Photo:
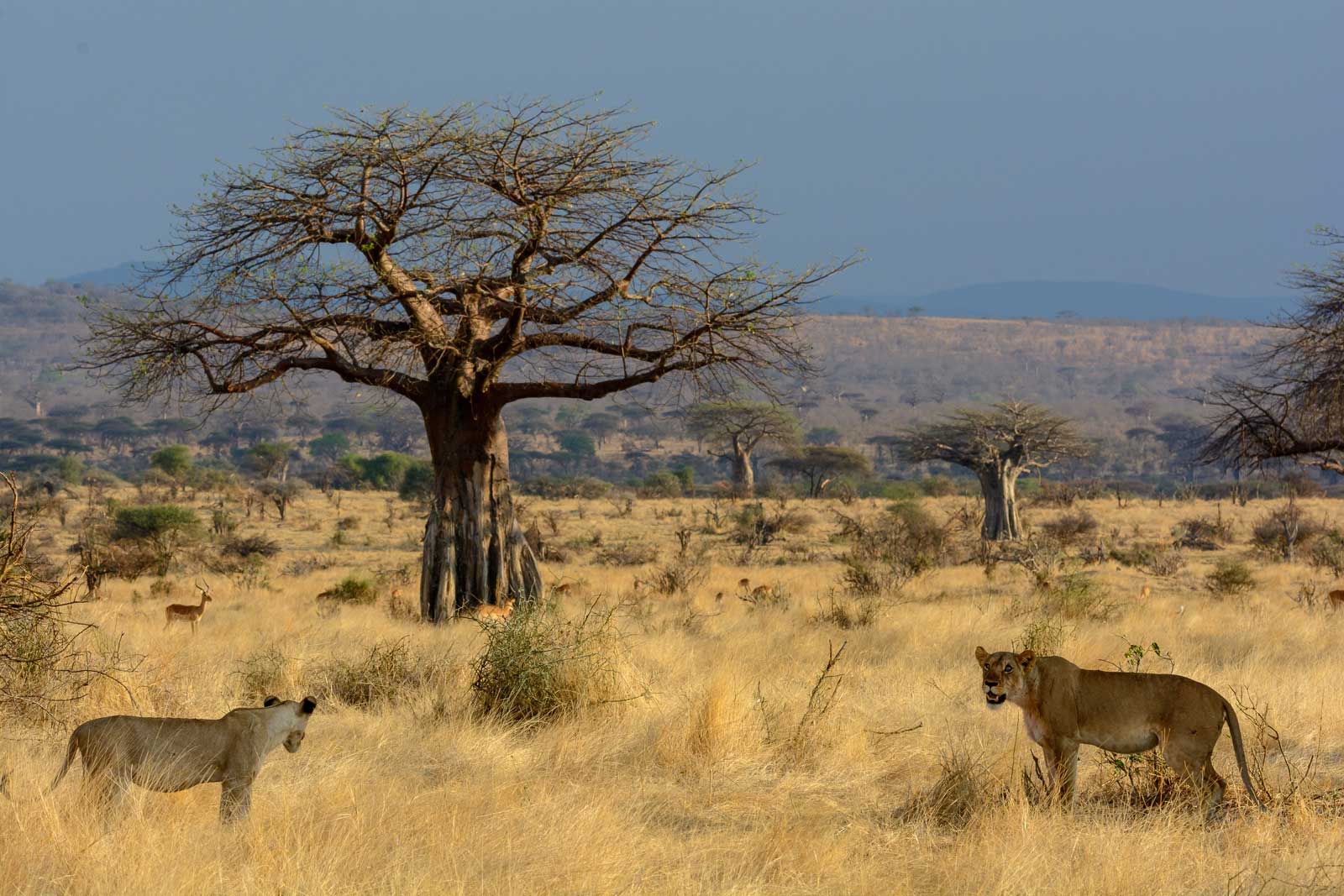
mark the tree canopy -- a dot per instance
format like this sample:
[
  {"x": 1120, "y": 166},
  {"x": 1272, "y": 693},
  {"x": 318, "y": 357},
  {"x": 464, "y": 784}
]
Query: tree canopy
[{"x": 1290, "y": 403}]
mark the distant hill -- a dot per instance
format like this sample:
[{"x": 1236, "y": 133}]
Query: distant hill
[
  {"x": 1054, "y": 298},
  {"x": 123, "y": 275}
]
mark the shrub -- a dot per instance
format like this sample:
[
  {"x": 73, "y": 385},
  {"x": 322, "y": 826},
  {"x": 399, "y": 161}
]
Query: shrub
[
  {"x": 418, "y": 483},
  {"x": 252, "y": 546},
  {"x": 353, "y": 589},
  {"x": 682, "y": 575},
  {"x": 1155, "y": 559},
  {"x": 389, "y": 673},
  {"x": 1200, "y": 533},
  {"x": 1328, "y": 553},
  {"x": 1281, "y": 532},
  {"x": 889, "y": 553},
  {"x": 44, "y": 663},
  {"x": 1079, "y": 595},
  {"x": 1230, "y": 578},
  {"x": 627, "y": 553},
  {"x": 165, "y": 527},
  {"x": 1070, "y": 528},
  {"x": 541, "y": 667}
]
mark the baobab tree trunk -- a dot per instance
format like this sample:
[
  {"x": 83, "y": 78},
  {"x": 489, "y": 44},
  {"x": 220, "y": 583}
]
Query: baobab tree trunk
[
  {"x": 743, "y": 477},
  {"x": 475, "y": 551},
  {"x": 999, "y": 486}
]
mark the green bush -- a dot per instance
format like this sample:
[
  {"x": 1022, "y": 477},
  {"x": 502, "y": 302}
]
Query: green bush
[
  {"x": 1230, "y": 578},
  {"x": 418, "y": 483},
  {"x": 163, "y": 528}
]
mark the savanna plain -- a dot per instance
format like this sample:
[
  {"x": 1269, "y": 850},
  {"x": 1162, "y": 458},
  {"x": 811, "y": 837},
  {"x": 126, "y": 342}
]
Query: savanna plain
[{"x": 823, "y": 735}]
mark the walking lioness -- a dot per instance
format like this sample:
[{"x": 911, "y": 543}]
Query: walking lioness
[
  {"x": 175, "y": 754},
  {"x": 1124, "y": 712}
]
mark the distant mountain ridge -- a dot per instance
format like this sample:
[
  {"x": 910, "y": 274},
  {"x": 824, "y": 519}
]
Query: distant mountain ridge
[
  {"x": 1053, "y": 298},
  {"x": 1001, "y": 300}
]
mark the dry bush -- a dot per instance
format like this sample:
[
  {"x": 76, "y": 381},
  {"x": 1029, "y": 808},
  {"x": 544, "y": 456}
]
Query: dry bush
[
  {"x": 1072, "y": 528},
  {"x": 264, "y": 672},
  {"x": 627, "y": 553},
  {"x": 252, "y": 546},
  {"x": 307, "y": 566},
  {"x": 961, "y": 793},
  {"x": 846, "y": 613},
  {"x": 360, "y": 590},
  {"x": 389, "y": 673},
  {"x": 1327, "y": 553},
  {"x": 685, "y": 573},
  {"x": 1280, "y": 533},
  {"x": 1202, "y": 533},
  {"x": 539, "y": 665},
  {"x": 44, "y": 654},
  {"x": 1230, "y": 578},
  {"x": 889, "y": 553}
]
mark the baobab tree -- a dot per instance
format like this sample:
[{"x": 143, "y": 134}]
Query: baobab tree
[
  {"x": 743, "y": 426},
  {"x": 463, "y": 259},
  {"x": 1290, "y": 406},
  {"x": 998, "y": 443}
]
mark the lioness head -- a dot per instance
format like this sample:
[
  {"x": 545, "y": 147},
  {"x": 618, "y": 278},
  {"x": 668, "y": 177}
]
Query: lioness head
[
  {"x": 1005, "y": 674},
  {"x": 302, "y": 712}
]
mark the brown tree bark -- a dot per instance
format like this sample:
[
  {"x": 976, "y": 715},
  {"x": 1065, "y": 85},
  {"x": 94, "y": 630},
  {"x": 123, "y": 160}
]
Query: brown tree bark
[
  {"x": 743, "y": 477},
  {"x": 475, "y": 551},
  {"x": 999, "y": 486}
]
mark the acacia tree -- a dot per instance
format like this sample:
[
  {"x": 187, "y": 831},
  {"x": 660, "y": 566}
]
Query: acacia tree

[Try it] For every entry above, please output the text exactly and leave any picture behind.

[Result for this exercise]
Photo:
mark the tree canopy -- a dot per instance
format like this sample:
[
  {"x": 1120, "y": 166},
  {"x": 1272, "y": 693},
  {"x": 318, "y": 357},
  {"x": 464, "y": 784}
]
Query: tree canopy
[{"x": 1290, "y": 403}]
mark the distant hill -- a dot per instance
format like this sample:
[{"x": 1236, "y": 133}]
Query: distant hill
[
  {"x": 1054, "y": 298},
  {"x": 123, "y": 275}
]
mark the shrub -- a dot per instance
format like this sample:
[
  {"x": 73, "y": 385},
  {"x": 322, "y": 826},
  {"x": 399, "y": 161}
]
Query: shrub
[
  {"x": 418, "y": 483},
  {"x": 252, "y": 546},
  {"x": 353, "y": 589},
  {"x": 682, "y": 575},
  {"x": 1155, "y": 559},
  {"x": 389, "y": 673},
  {"x": 1200, "y": 533},
  {"x": 1328, "y": 553},
  {"x": 1281, "y": 532},
  {"x": 889, "y": 553},
  {"x": 44, "y": 663},
  {"x": 1079, "y": 595},
  {"x": 1230, "y": 578},
  {"x": 627, "y": 553},
  {"x": 165, "y": 527},
  {"x": 1070, "y": 528},
  {"x": 541, "y": 667}
]
mark the baobab tree trunk -- a dot per instance
format like this sample:
[
  {"x": 83, "y": 78},
  {"x": 489, "y": 44},
  {"x": 220, "y": 583}
]
Query: baobab tree trunk
[
  {"x": 743, "y": 477},
  {"x": 475, "y": 551},
  {"x": 999, "y": 486}
]
mark the green bush -- a dot per instance
format like this sample:
[
  {"x": 1022, "y": 477},
  {"x": 502, "y": 302}
]
Query: green bush
[
  {"x": 1230, "y": 578},
  {"x": 418, "y": 483},
  {"x": 163, "y": 528}
]
mark the savanna plain -- a dot per instance
format like this sample:
[
  {"x": 1269, "y": 850},
  {"x": 1162, "y": 458},
  {"x": 811, "y": 837},
  {"x": 126, "y": 342}
]
Query: savanna plain
[{"x": 823, "y": 735}]
mark the walking lioness -- a dot per instance
format like this sample:
[{"x": 911, "y": 543}]
Query: walking lioness
[
  {"x": 175, "y": 754},
  {"x": 1124, "y": 712}
]
mark the distant mountain ridge -- a dot per instance
format like this sample:
[
  {"x": 910, "y": 274},
  {"x": 824, "y": 519}
]
Query: distant mountain ridge
[
  {"x": 1053, "y": 298},
  {"x": 1001, "y": 300}
]
mark the dry bush -- a dot per instance
format like this sample:
[
  {"x": 76, "y": 381},
  {"x": 1029, "y": 808},
  {"x": 544, "y": 456}
]
Query: dry bush
[
  {"x": 1072, "y": 528},
  {"x": 264, "y": 672},
  {"x": 627, "y": 553},
  {"x": 252, "y": 546},
  {"x": 307, "y": 566},
  {"x": 961, "y": 793},
  {"x": 846, "y": 613},
  {"x": 360, "y": 590},
  {"x": 389, "y": 673},
  {"x": 1327, "y": 553},
  {"x": 685, "y": 573},
  {"x": 1280, "y": 533},
  {"x": 1202, "y": 533},
  {"x": 539, "y": 665},
  {"x": 44, "y": 654},
  {"x": 1230, "y": 578},
  {"x": 889, "y": 553}
]
mark the baobab tree -- a dot per instance
format like this sample:
[{"x": 143, "y": 134}]
Query: baobab tree
[
  {"x": 743, "y": 426},
  {"x": 463, "y": 259},
  {"x": 1290, "y": 406},
  {"x": 998, "y": 443}
]
mark the lioness head -- a dot per instance
format like this sample:
[
  {"x": 545, "y": 147},
  {"x": 618, "y": 278},
  {"x": 668, "y": 177}
]
Query: lioness head
[
  {"x": 1005, "y": 674},
  {"x": 302, "y": 712}
]
mark the brown tree bark -- a dot per instance
format like this sample:
[
  {"x": 976, "y": 715},
  {"x": 1065, "y": 85},
  {"x": 94, "y": 630},
  {"x": 123, "y": 160}
]
Query: brown tree bark
[
  {"x": 743, "y": 477},
  {"x": 475, "y": 551},
  {"x": 999, "y": 486}
]
mark the acacia tree -- a dot per instance
format like this sample:
[
  {"x": 187, "y": 831},
  {"x": 660, "y": 566}
]
Query: acacia tree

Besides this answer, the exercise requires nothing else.